▶ **Problem details**:
Reproduce every entry exactly.

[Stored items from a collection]

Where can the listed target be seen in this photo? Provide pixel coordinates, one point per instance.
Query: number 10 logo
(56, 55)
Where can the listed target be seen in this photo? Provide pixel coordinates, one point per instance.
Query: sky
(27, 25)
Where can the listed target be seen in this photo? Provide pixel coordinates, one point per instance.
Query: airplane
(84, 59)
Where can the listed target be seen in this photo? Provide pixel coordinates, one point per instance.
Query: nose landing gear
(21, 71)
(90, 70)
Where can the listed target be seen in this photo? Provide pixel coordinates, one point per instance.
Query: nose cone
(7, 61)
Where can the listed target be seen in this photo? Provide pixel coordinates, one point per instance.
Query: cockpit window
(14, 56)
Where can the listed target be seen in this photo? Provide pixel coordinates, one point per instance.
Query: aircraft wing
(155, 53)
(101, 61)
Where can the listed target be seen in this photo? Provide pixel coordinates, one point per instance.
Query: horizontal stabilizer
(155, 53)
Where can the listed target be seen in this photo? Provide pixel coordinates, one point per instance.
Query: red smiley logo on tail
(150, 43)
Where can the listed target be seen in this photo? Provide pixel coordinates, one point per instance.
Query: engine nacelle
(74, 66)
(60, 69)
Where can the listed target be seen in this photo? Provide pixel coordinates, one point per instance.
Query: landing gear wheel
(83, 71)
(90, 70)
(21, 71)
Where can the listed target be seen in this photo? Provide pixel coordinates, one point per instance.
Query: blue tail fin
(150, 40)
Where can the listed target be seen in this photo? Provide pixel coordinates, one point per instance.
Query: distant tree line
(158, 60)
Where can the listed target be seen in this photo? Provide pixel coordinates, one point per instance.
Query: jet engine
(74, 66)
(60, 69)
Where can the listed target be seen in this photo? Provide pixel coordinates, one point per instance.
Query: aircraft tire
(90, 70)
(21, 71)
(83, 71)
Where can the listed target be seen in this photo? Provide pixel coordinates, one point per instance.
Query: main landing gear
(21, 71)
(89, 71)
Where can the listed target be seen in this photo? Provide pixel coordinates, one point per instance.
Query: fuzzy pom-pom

▶ **Final result**:
Where can the listed target be seen in this photo? Provide pixel coordinates, one point per instance.
Query: number 10 logo
(56, 55)
Where can the listed target be seen in this photo? Provide pixel coordinates, one point per instance.
Query: sky
(27, 25)
Where can the listed target be seen in this photo? Provide pixel coordinates, one point per instance.
Query: airplane
(84, 59)
Where can the listed target be seen in this photo? Provide pixel coordinates, one point per instance.
Query: nose landing gear
(21, 71)
(90, 70)
Where can the listed target be seen in this photo? Provide pixel coordinates, one point per instance.
Query: nose cone
(7, 61)
Where can the listed target be seen in this photo? Provide pixel coordinates, one point per instance.
Query: cockpit window
(14, 56)
Where can the listed target be seen in this photo? Provide pixel coordinates, one point per instance.
Query: aircraft wing
(155, 53)
(101, 61)
Where can the listed target be seen in this photo? Provide pixel coordinates, one point per instance.
Query: horizontal stabilizer
(155, 53)
Where can the listed target be seen in this photo? Provide pixel coordinates, one point per instance.
Query: red smiley logo on tail
(150, 43)
Where can the listed target be seen in this photo? Provide pixel coordinates, one point per instance.
Query: engine nacelle
(74, 66)
(60, 69)
Where can the listed target be seen in this photo? Provide pixel coordinates, one point per instance.
Query: landing gear wheel
(83, 71)
(90, 70)
(21, 71)
Where can the listed target be seen in this photo? Provide pixel coordinates, one point per instance.
Query: blue tail fin
(150, 40)
Where can the listed target be seen in this photo? Provide pixel coordinates, one point per instance.
Query: distant tree line
(158, 60)
Where can the listed target be seen in this photo? Provide pixel coordinates, one point per instance.
Query: jet engine
(74, 66)
(60, 69)
Where can the listed target be seen in this photo? Provide pixel coordinates, one point per instance.
Query: aircraft tire
(90, 70)
(21, 71)
(83, 71)
Where can the listed target be seen in this photo? Provide pixel coordinates, one point per instance.
Query: main landing gear
(21, 71)
(89, 71)
Where can the listed target be seen in this photo? Provide pixel coordinates, one point per instance.
Query: fuzzy pom-pom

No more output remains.